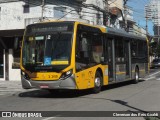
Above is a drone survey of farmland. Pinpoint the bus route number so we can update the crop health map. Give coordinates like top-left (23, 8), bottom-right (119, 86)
top-left (48, 75), bottom-right (58, 79)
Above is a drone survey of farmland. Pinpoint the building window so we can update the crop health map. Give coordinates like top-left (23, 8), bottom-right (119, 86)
top-left (54, 7), bottom-right (66, 18)
top-left (96, 13), bottom-right (102, 25)
top-left (23, 4), bottom-right (30, 13)
top-left (115, 37), bottom-right (125, 63)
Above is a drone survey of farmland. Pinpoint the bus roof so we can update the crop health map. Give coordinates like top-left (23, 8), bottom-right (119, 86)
top-left (106, 27), bottom-right (146, 40)
top-left (28, 21), bottom-right (106, 33)
top-left (27, 20), bottom-right (146, 40)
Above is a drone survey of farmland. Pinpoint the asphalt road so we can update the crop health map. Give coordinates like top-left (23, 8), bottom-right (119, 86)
top-left (0, 68), bottom-right (160, 120)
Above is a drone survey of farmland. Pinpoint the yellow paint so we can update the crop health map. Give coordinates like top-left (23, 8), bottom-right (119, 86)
top-left (116, 72), bottom-right (126, 75)
top-left (28, 72), bottom-right (61, 81)
top-left (75, 65), bottom-right (109, 90)
top-left (51, 61), bottom-right (69, 65)
top-left (29, 37), bottom-right (34, 41)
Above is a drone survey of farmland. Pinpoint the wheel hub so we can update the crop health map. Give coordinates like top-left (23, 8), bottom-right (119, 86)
top-left (95, 77), bottom-right (101, 87)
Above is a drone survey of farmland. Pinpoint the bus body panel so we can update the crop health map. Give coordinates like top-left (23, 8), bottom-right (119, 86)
top-left (21, 74), bottom-right (76, 89)
top-left (75, 65), bottom-right (108, 90)
top-left (131, 63), bottom-right (147, 79)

=======

WORK REQUIRED
The material must be returned exactly, with its pictures omitted.

RESULT
Above is a drone survey of farmland. Pinpoint the bus route number so we can update the crop health map. Give coordinates like top-left (23, 8), bottom-right (119, 86)
top-left (48, 75), bottom-right (58, 79)
Above is a drone survey of farmland. Pinpoint the building window so we can update the crop health map. Give coordinates like top-left (23, 8), bottom-right (119, 86)
top-left (54, 7), bottom-right (66, 18)
top-left (96, 13), bottom-right (102, 25)
top-left (23, 4), bottom-right (30, 13)
top-left (115, 37), bottom-right (125, 63)
Above is a drone survey of farmland. Pinpoint the bus roof so we can update the crop health map. Give coordinates like top-left (23, 8), bottom-right (119, 86)
top-left (106, 27), bottom-right (146, 40)
top-left (28, 21), bottom-right (106, 33)
top-left (27, 20), bottom-right (146, 40)
Above is a drone survey of farmland. Pinpoint the asphalt road so we can update the crop health map. Give coordinates like top-left (23, 8), bottom-right (119, 86)
top-left (0, 68), bottom-right (160, 120)
Above is a drone survey of farmland. Pinpoint the yellow paint so we can update the crop health map. Give coordinates like top-left (23, 8), bottom-right (119, 86)
top-left (116, 72), bottom-right (126, 75)
top-left (28, 72), bottom-right (61, 81)
top-left (75, 65), bottom-right (109, 90)
top-left (51, 61), bottom-right (69, 65)
top-left (29, 37), bottom-right (34, 41)
Above is a drone survey of farmland. Pinpoint the wheel hub so we can update the crop health map. Give coordinates like top-left (23, 8), bottom-right (119, 86)
top-left (95, 77), bottom-right (101, 87)
Above is a drone survey of farmland. Pinpoint the bus body panel so we can update the crop health map. Give coordinates like top-left (23, 8), bottom-right (119, 86)
top-left (21, 74), bottom-right (76, 89)
top-left (75, 65), bottom-right (108, 90)
top-left (131, 63), bottom-right (147, 79)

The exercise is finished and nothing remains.